### Data items
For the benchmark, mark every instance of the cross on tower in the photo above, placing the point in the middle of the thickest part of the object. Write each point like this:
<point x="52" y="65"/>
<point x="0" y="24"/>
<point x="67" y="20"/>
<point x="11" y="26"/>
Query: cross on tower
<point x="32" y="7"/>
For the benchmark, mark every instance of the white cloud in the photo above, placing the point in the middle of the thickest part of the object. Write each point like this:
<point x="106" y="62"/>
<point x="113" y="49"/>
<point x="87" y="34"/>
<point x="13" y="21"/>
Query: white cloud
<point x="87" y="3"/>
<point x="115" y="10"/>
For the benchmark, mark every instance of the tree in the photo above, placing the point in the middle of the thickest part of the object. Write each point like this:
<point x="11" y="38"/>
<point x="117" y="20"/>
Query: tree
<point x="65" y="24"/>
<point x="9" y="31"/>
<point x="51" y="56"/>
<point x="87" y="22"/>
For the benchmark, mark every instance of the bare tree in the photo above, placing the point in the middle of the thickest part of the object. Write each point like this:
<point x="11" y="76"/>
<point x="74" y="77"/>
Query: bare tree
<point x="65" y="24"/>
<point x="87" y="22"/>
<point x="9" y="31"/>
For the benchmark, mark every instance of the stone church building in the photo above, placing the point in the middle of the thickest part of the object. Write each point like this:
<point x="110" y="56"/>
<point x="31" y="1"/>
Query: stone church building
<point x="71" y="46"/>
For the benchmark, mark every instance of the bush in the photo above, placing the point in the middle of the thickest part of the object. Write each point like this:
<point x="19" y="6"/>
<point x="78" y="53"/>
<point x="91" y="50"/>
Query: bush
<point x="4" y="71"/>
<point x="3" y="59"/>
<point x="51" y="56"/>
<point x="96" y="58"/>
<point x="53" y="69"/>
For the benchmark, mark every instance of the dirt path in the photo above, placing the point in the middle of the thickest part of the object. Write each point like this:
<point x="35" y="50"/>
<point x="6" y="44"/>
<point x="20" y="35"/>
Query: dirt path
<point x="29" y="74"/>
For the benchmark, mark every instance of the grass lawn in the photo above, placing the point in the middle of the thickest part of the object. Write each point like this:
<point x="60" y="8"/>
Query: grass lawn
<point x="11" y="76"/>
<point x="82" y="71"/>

### TASK
Can you format every line of all the records above as a numbered list, leaving out any blank lines?

### EXERCISE ANSWER
1. For the benchmark, mark every instance of the cross on tower in the photo above, placing the point in the middle of the thickest part of the object. Write each point like this:
2. <point x="52" y="65"/>
3. <point x="0" y="24"/>
4. <point x="67" y="20"/>
5. <point x="11" y="26"/>
6. Query: cross on tower
7. <point x="32" y="7"/>
8. For the benchmark, mark every instance of the white cloud in the photo above, placing the point in the middle of the thickest part of the object. Write each point like this:
9. <point x="106" y="62"/>
10. <point x="113" y="49"/>
11. <point x="87" y="34"/>
12. <point x="13" y="21"/>
13. Query: white cloud
14. <point x="87" y="3"/>
15. <point x="115" y="10"/>
16. For the benchmark, mark every instance of the tree in the photo above, placing the point in the middle of the thickest part of the object. Write each point like this:
17. <point x="11" y="38"/>
18. <point x="117" y="20"/>
19. Query: tree
20. <point x="65" y="24"/>
21. <point x="9" y="31"/>
22. <point x="51" y="56"/>
23. <point x="87" y="22"/>
24. For the benchmark, mark every instance of the bare tree in the photo above, placing the point in the middle of the thickest part of the object. Write each point like this:
25. <point x="11" y="76"/>
26. <point x="74" y="77"/>
27. Query: bare tree
28. <point x="65" y="24"/>
29. <point x="87" y="22"/>
30. <point x="9" y="31"/>
31. For the benchmark, mark every instance of the stone church building in the photo above, placing the point in the middle of the thickest part of the object. Write each point like this:
32. <point x="110" y="56"/>
33. <point x="31" y="1"/>
34. Query: stone church building
35. <point x="71" y="46"/>
36. For the benchmark, mark every instance of the bush in the photo above, placing the point in the middle of the thickest part of the object. Write each point like this:
37. <point x="19" y="6"/>
38. <point x="78" y="53"/>
39. <point x="91" y="50"/>
40. Query: bush
41. <point x="4" y="71"/>
42. <point x="3" y="59"/>
43. <point x="51" y="56"/>
44. <point x="96" y="58"/>
45. <point x="53" y="69"/>
46. For the benchmark, mark every instance of the dirt path in the photo above, placing the point in the middle of the thickest part of the object. Write each point like this:
47. <point x="35" y="50"/>
48. <point x="6" y="44"/>
49. <point x="20" y="35"/>
50. Query: dirt path
51. <point x="29" y="74"/>
52. For the benchmark, mark every instance of the grass lawn in the photo above, placing the point in the middle of the thickest part of the object. Write each point like this:
53. <point x="60" y="8"/>
54. Query: grass lawn
55. <point x="11" y="76"/>
56. <point x="82" y="71"/>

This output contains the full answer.